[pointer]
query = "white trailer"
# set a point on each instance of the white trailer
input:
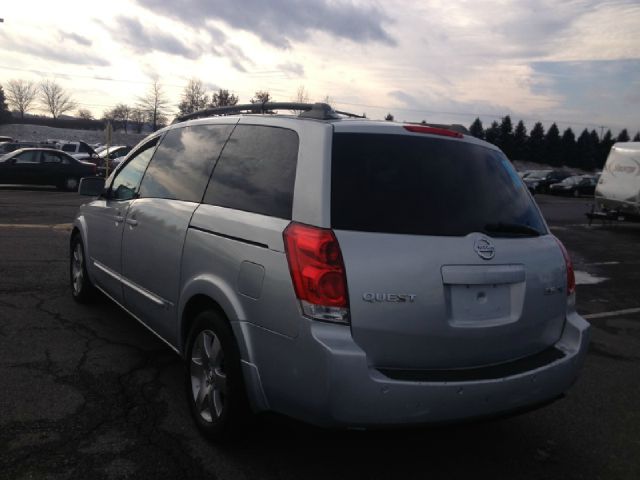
(618, 190)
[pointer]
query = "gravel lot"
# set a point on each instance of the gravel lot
(86, 392)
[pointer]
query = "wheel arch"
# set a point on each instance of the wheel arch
(210, 292)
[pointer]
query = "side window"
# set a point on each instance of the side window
(125, 184)
(29, 157)
(51, 157)
(183, 162)
(256, 172)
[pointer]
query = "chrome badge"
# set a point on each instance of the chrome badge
(484, 248)
(388, 297)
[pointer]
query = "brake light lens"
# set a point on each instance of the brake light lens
(433, 131)
(317, 271)
(571, 276)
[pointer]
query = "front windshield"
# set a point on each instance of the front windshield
(538, 175)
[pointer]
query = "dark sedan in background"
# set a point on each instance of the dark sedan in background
(539, 181)
(577, 185)
(44, 166)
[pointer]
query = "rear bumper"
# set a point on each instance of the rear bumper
(324, 378)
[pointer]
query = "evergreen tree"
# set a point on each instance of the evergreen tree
(476, 128)
(222, 98)
(605, 147)
(5, 114)
(505, 136)
(568, 148)
(535, 145)
(520, 141)
(492, 133)
(587, 150)
(623, 136)
(553, 147)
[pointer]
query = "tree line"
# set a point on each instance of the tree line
(587, 151)
(153, 108)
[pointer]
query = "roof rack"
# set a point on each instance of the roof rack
(456, 127)
(319, 111)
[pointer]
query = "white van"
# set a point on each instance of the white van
(619, 186)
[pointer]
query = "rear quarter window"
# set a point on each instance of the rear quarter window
(424, 186)
(256, 171)
(183, 162)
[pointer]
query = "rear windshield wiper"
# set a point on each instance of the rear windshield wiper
(511, 228)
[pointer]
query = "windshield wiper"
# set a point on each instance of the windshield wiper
(513, 228)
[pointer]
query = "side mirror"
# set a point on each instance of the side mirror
(91, 186)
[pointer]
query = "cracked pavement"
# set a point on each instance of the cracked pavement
(86, 392)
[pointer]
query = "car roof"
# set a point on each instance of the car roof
(31, 149)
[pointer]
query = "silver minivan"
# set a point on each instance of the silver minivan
(341, 271)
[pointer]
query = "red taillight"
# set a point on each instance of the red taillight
(571, 277)
(317, 271)
(433, 131)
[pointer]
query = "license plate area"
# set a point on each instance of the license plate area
(475, 305)
(483, 296)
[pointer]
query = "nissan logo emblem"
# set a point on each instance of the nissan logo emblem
(484, 248)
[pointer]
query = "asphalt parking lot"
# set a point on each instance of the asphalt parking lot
(86, 392)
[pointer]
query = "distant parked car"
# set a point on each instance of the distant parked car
(6, 147)
(79, 150)
(540, 180)
(44, 166)
(576, 185)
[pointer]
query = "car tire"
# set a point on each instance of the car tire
(69, 184)
(213, 378)
(82, 289)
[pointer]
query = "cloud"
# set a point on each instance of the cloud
(291, 67)
(278, 22)
(74, 37)
(236, 56)
(51, 52)
(142, 39)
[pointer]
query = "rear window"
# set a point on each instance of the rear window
(424, 186)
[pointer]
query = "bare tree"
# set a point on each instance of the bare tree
(261, 96)
(20, 95)
(55, 99)
(194, 97)
(302, 95)
(222, 98)
(137, 118)
(84, 114)
(121, 113)
(154, 104)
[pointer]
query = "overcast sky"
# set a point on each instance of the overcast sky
(576, 62)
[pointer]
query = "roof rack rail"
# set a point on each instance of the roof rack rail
(319, 111)
(456, 127)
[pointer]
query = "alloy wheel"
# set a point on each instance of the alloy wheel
(208, 378)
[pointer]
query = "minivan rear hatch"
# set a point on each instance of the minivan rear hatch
(449, 263)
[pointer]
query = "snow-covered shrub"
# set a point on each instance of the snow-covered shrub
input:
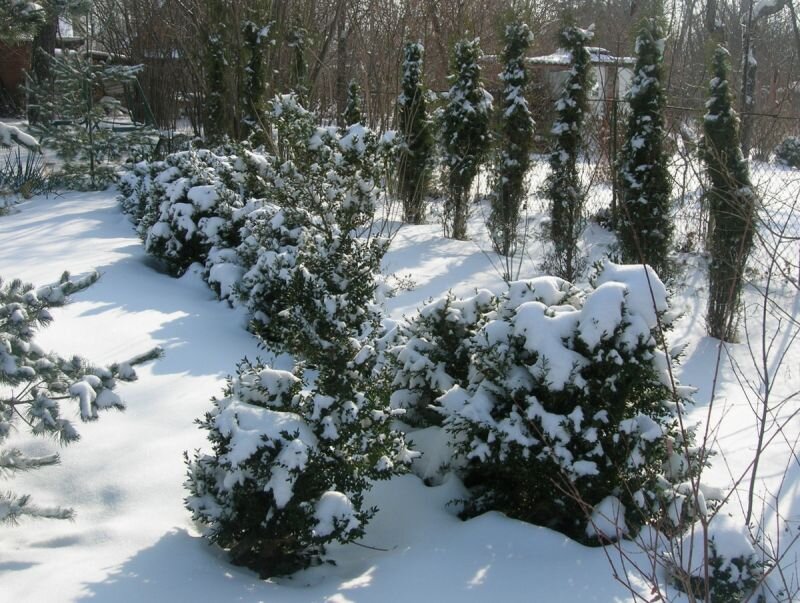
(430, 354)
(788, 152)
(35, 383)
(289, 468)
(564, 405)
(735, 569)
(311, 260)
(184, 205)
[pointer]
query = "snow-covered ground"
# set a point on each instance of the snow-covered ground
(133, 540)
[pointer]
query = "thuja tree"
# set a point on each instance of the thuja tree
(417, 143)
(465, 133)
(256, 38)
(732, 202)
(218, 115)
(644, 227)
(563, 186)
(35, 385)
(517, 138)
(352, 109)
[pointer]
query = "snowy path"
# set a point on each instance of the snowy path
(132, 539)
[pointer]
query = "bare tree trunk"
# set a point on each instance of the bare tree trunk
(342, 34)
(749, 66)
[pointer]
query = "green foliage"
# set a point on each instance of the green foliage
(732, 203)
(25, 174)
(289, 468)
(788, 152)
(465, 133)
(187, 207)
(563, 186)
(415, 159)
(516, 142)
(218, 110)
(352, 110)
(76, 118)
(34, 384)
(311, 277)
(557, 410)
(644, 226)
(734, 575)
(19, 20)
(432, 353)
(256, 40)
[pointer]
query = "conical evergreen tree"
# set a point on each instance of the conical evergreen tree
(517, 139)
(563, 184)
(415, 127)
(465, 132)
(732, 202)
(644, 227)
(218, 114)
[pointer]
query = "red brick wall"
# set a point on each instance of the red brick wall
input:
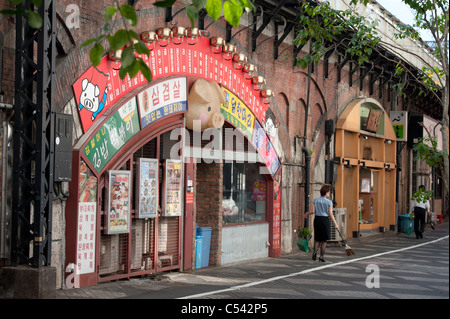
(208, 205)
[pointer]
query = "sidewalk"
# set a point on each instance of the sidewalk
(172, 285)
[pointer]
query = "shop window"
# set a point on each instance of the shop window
(244, 193)
(368, 196)
(372, 118)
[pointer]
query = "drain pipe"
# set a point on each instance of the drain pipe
(306, 150)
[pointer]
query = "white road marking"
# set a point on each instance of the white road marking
(251, 284)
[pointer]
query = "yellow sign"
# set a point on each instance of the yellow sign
(237, 113)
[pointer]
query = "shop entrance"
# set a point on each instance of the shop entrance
(153, 244)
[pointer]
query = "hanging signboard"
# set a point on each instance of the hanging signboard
(237, 113)
(147, 187)
(265, 149)
(374, 120)
(399, 120)
(276, 240)
(112, 135)
(87, 221)
(162, 99)
(118, 202)
(172, 188)
(100, 87)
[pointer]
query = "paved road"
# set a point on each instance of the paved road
(386, 267)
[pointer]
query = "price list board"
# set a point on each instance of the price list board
(172, 189)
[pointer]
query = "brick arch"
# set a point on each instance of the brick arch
(301, 115)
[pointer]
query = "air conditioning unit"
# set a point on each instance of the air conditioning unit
(340, 214)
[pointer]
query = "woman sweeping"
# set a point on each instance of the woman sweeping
(323, 209)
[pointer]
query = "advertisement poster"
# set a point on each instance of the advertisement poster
(399, 120)
(265, 149)
(237, 113)
(173, 191)
(118, 204)
(162, 99)
(87, 218)
(259, 190)
(112, 135)
(148, 187)
(374, 120)
(276, 240)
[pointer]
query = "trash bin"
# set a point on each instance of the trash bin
(405, 224)
(205, 232)
(198, 251)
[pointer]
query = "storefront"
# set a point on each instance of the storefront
(366, 175)
(158, 159)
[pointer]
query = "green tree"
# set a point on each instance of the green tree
(125, 38)
(328, 30)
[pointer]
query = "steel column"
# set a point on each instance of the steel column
(33, 139)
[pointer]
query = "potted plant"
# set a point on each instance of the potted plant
(304, 235)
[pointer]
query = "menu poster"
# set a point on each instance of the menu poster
(148, 187)
(365, 185)
(373, 122)
(173, 191)
(259, 190)
(118, 202)
(87, 217)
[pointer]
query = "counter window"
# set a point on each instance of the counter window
(244, 193)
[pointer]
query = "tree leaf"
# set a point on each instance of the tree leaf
(192, 14)
(214, 8)
(109, 13)
(118, 40)
(164, 4)
(127, 57)
(95, 55)
(199, 4)
(129, 13)
(141, 48)
(145, 70)
(87, 42)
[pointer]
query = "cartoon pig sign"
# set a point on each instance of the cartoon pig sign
(204, 103)
(90, 98)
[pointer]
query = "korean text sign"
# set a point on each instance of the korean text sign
(162, 99)
(112, 135)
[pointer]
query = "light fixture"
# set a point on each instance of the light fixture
(149, 36)
(192, 35)
(248, 70)
(363, 166)
(216, 43)
(115, 55)
(257, 81)
(164, 34)
(266, 93)
(228, 49)
(239, 59)
(178, 34)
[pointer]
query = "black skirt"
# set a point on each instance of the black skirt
(321, 228)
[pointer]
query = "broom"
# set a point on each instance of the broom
(348, 249)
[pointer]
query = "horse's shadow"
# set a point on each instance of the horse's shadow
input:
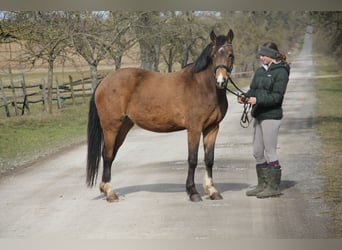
(177, 188)
(172, 188)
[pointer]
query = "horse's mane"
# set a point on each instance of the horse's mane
(205, 58)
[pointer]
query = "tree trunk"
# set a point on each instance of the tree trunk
(50, 86)
(93, 73)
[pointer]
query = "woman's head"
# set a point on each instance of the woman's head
(269, 52)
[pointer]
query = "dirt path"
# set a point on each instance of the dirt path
(50, 198)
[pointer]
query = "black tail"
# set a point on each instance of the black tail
(95, 138)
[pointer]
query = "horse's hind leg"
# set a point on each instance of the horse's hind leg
(193, 144)
(209, 138)
(112, 142)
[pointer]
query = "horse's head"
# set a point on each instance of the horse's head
(223, 57)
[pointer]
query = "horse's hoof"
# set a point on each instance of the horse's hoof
(195, 198)
(216, 196)
(112, 198)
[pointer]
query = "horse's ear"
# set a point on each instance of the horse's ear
(230, 36)
(213, 36)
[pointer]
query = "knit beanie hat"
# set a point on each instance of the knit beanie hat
(264, 51)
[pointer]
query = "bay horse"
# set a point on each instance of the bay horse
(193, 98)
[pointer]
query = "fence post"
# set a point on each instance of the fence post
(45, 102)
(59, 100)
(23, 85)
(4, 99)
(72, 90)
(13, 91)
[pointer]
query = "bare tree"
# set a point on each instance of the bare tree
(43, 38)
(147, 30)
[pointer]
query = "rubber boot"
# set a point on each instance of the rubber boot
(261, 180)
(272, 178)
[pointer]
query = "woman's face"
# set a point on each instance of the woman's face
(266, 60)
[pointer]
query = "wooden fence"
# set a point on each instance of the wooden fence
(21, 96)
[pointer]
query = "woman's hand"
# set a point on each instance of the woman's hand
(240, 99)
(251, 100)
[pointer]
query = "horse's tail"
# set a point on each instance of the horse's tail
(95, 138)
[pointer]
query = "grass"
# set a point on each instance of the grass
(25, 138)
(329, 125)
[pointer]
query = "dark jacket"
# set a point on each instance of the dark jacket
(269, 86)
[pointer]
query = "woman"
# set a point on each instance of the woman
(266, 95)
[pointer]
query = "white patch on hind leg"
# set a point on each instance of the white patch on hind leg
(208, 185)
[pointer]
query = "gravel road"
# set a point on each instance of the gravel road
(50, 198)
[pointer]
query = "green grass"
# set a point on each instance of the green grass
(329, 125)
(25, 138)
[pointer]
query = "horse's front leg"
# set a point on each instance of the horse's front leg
(209, 138)
(193, 144)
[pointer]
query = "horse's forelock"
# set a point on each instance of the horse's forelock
(204, 59)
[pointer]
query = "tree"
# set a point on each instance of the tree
(147, 30)
(328, 24)
(43, 38)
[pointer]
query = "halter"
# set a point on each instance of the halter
(222, 66)
(244, 120)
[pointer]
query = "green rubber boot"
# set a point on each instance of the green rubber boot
(261, 181)
(273, 176)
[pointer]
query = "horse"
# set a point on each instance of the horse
(193, 99)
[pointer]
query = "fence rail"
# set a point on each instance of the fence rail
(20, 97)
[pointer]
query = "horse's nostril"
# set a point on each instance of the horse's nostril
(220, 79)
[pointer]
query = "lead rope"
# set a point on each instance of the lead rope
(244, 120)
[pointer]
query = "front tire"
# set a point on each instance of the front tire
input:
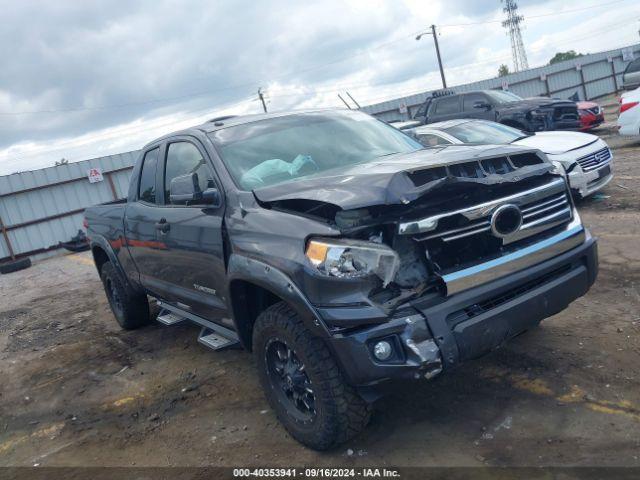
(130, 308)
(303, 383)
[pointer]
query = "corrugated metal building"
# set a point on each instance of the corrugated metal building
(40, 208)
(591, 76)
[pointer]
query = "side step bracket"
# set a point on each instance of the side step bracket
(212, 335)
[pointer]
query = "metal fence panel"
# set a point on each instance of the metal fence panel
(40, 208)
(560, 80)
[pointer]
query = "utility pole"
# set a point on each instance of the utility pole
(343, 101)
(435, 40)
(354, 100)
(512, 24)
(261, 97)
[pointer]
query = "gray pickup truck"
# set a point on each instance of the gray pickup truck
(341, 252)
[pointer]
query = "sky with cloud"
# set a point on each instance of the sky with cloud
(91, 78)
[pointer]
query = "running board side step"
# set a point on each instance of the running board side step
(169, 318)
(215, 340)
(212, 335)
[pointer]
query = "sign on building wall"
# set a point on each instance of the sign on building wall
(95, 175)
(627, 54)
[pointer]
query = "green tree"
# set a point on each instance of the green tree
(562, 56)
(503, 70)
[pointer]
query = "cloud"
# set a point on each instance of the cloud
(101, 66)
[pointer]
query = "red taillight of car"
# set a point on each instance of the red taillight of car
(626, 106)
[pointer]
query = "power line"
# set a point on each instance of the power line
(304, 70)
(125, 130)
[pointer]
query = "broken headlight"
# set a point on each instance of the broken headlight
(558, 168)
(353, 259)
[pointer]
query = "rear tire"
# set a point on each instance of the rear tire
(15, 265)
(130, 308)
(337, 412)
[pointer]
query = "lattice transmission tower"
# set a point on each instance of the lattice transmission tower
(512, 24)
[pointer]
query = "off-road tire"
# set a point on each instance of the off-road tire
(340, 412)
(130, 308)
(15, 265)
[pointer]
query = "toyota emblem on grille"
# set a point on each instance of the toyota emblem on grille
(506, 220)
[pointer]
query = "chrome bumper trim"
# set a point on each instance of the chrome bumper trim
(546, 249)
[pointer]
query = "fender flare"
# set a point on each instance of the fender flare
(277, 282)
(102, 243)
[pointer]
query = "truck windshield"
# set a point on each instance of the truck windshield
(281, 149)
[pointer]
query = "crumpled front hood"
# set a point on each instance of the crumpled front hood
(536, 102)
(386, 180)
(555, 143)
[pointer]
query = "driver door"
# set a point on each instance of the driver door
(192, 263)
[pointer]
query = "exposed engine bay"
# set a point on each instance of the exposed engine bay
(463, 231)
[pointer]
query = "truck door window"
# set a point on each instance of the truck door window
(147, 187)
(469, 99)
(446, 105)
(184, 158)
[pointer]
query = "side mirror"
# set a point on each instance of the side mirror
(211, 196)
(185, 189)
(482, 105)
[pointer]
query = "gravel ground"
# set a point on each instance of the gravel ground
(78, 391)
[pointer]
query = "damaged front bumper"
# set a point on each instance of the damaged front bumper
(434, 335)
(586, 183)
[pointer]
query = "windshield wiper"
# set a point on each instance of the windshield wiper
(521, 137)
(387, 154)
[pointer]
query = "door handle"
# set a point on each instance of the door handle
(163, 226)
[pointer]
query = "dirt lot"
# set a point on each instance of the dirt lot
(76, 390)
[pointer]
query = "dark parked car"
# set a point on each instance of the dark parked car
(528, 114)
(631, 75)
(341, 252)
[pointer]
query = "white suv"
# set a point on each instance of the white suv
(629, 117)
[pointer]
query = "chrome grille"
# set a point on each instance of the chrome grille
(542, 208)
(595, 160)
(537, 215)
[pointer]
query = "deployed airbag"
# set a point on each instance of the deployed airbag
(266, 171)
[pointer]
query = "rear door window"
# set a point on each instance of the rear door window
(448, 105)
(471, 98)
(147, 186)
(184, 158)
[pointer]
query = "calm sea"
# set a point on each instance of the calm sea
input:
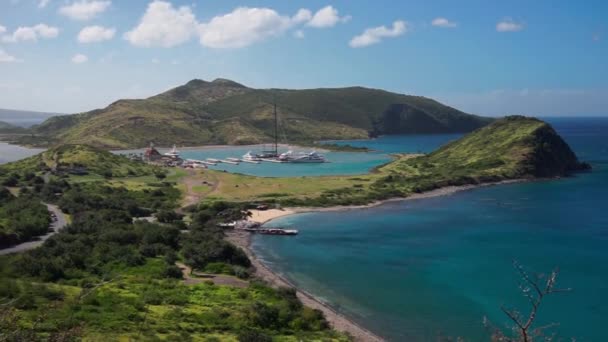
(416, 270)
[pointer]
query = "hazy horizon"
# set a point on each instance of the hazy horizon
(545, 58)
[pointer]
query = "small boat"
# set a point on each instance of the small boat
(312, 157)
(251, 157)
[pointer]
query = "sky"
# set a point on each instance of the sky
(541, 58)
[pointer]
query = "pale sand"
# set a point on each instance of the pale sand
(263, 216)
(337, 320)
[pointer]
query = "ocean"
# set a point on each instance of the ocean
(417, 270)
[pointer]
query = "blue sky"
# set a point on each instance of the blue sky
(486, 57)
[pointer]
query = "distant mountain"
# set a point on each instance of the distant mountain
(6, 127)
(24, 118)
(226, 112)
(510, 148)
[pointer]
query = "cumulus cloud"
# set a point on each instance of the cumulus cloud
(375, 35)
(84, 9)
(163, 25)
(509, 25)
(79, 59)
(30, 33)
(302, 16)
(43, 3)
(6, 58)
(242, 27)
(327, 17)
(443, 23)
(95, 34)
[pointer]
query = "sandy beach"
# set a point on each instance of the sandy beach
(265, 216)
(337, 320)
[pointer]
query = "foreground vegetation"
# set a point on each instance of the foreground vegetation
(113, 273)
(112, 276)
(21, 218)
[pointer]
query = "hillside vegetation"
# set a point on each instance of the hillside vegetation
(515, 147)
(81, 159)
(6, 127)
(226, 112)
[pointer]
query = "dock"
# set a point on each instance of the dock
(201, 162)
(272, 231)
(269, 160)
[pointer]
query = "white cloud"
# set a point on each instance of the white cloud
(95, 34)
(444, 23)
(302, 16)
(6, 58)
(84, 9)
(163, 25)
(79, 59)
(374, 35)
(509, 25)
(31, 33)
(43, 3)
(245, 26)
(327, 17)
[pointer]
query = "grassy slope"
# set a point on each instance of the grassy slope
(96, 161)
(172, 310)
(512, 148)
(6, 127)
(225, 112)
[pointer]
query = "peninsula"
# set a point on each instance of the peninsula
(135, 262)
(226, 112)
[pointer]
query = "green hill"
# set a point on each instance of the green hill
(226, 112)
(6, 127)
(80, 159)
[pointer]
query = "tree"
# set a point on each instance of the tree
(160, 175)
(535, 287)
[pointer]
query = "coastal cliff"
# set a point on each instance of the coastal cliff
(226, 112)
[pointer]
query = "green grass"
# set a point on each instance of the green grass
(135, 303)
(97, 162)
(512, 148)
(225, 112)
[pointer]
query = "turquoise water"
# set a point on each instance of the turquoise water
(420, 143)
(341, 163)
(9, 153)
(415, 270)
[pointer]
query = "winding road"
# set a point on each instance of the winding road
(55, 226)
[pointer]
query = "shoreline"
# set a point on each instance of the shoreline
(266, 216)
(338, 321)
(335, 319)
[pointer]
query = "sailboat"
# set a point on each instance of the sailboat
(287, 157)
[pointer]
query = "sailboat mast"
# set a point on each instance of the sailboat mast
(276, 134)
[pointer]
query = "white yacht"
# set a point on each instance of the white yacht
(301, 157)
(250, 156)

____________

Where does the string "calm" appear in the records above? Show every line that holds it.

* _Task response_:
query = "calm sea"
# set a point on each instance of the calm sea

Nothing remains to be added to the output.